#### Exercise description
In the listing below, find the line holding "Please identify the column" and the line holding "Please identify the tree in". Write out those two lines and all lines between, exactly, and nothing more.

#### Data provided
┌──
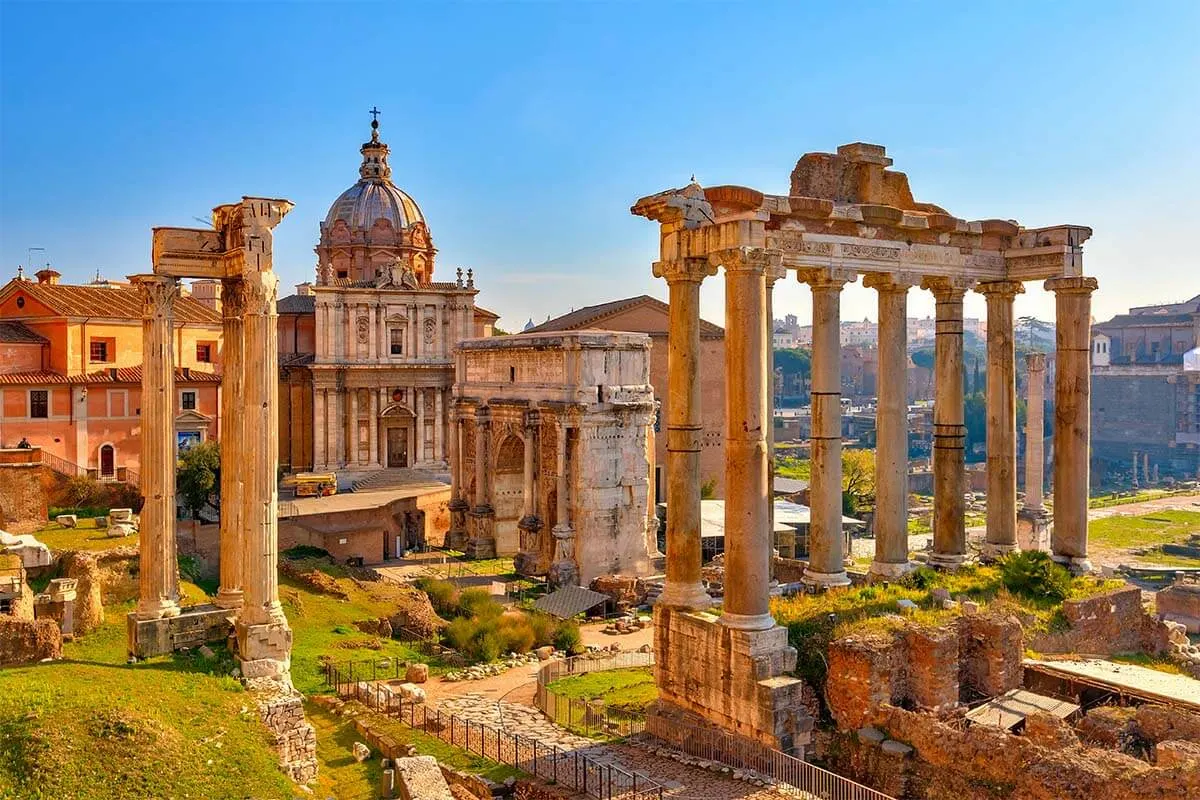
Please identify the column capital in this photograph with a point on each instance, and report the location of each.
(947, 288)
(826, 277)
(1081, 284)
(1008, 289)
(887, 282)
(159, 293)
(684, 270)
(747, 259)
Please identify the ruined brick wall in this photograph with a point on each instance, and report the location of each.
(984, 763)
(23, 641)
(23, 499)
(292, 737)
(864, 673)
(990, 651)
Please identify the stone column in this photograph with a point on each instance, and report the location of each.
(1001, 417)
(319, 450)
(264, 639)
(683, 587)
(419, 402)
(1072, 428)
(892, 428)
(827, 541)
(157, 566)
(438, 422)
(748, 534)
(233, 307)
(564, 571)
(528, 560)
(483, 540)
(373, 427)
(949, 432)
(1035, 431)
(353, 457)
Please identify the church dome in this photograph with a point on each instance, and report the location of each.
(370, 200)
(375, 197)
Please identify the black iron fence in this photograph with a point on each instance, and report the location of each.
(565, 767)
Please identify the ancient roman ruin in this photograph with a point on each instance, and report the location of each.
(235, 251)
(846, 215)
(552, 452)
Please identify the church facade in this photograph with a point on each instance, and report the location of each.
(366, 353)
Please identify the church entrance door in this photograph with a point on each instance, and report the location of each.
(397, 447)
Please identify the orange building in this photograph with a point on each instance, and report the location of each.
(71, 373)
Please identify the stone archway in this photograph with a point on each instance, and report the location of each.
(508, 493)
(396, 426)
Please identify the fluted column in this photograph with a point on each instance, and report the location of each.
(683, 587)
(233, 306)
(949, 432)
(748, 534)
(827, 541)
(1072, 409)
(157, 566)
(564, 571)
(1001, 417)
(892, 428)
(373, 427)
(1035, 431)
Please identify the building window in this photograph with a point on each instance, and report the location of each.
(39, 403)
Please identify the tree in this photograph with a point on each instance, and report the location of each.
└──
┌──
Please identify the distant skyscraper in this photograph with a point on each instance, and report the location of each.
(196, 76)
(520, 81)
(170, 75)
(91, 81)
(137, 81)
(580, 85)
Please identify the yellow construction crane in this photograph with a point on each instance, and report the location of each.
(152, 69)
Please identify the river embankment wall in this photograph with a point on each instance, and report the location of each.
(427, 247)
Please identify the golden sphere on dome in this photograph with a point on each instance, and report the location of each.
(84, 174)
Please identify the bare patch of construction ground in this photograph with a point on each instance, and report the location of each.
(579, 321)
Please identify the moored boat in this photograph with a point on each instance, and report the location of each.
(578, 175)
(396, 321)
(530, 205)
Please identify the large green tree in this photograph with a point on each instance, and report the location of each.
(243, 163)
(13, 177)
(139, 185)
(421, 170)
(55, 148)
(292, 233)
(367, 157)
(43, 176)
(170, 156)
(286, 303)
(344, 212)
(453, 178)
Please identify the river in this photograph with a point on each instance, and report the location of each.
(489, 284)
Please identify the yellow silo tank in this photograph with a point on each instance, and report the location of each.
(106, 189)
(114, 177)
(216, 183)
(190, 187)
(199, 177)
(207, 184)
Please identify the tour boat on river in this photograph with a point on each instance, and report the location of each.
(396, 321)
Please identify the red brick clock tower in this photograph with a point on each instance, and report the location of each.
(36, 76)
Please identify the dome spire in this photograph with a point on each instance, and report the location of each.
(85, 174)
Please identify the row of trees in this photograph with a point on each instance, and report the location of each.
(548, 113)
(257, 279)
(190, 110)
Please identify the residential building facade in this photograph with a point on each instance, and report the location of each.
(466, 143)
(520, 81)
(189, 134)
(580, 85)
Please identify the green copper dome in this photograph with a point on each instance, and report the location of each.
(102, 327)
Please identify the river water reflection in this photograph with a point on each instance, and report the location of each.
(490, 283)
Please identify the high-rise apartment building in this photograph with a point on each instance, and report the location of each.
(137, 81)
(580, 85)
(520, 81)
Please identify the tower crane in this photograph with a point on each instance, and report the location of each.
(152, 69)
└──
┌──
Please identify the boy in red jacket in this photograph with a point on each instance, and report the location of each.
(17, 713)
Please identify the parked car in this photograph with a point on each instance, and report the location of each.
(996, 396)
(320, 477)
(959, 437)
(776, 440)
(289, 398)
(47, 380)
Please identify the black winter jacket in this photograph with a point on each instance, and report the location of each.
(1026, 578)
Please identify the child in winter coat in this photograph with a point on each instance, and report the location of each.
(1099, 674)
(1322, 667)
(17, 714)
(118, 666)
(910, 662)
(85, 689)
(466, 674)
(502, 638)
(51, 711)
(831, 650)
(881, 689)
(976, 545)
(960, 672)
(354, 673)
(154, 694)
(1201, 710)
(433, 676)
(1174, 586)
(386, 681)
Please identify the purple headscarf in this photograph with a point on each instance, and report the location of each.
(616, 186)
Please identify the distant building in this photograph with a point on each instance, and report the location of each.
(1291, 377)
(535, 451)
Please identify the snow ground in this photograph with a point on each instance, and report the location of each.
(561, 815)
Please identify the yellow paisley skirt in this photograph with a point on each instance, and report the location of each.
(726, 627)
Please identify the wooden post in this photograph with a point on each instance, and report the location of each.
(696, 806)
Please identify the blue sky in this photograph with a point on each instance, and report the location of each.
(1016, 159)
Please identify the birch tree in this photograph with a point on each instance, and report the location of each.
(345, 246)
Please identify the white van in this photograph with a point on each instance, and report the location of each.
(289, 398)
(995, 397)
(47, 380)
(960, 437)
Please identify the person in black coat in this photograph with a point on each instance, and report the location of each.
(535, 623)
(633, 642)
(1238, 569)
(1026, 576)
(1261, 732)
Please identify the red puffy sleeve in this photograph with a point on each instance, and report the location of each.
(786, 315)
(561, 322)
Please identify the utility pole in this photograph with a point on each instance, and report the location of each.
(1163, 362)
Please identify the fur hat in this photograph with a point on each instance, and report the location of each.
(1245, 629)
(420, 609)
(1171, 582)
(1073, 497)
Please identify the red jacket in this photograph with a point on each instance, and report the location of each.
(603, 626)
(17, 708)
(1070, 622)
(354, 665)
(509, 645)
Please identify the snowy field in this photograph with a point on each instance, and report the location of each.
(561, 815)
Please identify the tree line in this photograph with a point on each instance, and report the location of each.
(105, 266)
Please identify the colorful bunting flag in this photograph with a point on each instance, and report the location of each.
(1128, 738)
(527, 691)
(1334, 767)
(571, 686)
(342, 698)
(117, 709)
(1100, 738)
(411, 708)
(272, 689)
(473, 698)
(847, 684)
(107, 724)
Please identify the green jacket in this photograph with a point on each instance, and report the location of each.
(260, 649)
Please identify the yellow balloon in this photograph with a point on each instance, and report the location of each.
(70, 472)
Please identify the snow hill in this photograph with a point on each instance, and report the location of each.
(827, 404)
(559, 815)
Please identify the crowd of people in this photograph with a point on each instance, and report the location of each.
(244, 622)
└──
#### Expected answer
Please identify the column capital in this photograph with a point on each instance, and report the location of each.
(947, 288)
(826, 277)
(1081, 284)
(1008, 289)
(887, 282)
(159, 293)
(684, 270)
(747, 259)
Please identify the ruined brick wall in this photograph with a point on each instance, and report the location of each.
(984, 763)
(23, 641)
(23, 499)
(292, 737)
(864, 673)
(990, 651)
Please identify the stone column in this photograph with a point on each instance, and report the location of each.
(1001, 417)
(319, 450)
(264, 639)
(683, 587)
(419, 402)
(1072, 428)
(892, 428)
(827, 541)
(157, 566)
(438, 422)
(748, 534)
(233, 307)
(564, 571)
(528, 560)
(483, 540)
(373, 427)
(949, 432)
(1035, 431)
(353, 457)
Please identify the church dome in this photograph with a point on each instance, and report the location of each.
(370, 200)
(375, 197)
Please identify the black iron fence in this photograph with a point on each instance, and report the location of each.
(565, 767)
Please identify the ancient roman ruin in this photograph with a point on each instance, and report the location of each.
(235, 251)
(846, 215)
(552, 452)
Please identify the church facade in this photograph with a point on each instance, and report the location of each.
(366, 353)
Please identify the church entrance door in this photograph with a point on each instance, and report the location of each.
(397, 447)
Please identify the orange building in this photograph with a point on each instance, and report the location of each.
(71, 373)
Please identify the stone archway in this photograph with a point on each instance, and report the location of each.
(508, 493)
(396, 426)
Please identify the fluted column in this photograph with a point on each instance, and report the location of each.
(683, 587)
(233, 306)
(949, 432)
(748, 534)
(827, 541)
(1072, 409)
(157, 566)
(564, 571)
(1001, 417)
(892, 428)
(373, 427)
(1035, 431)
Please identify the building window in this photograph with a point on each instance, and report the location of each.
(39, 403)
Please identify the tree in this photograph with a point on each instance, and report the location of each.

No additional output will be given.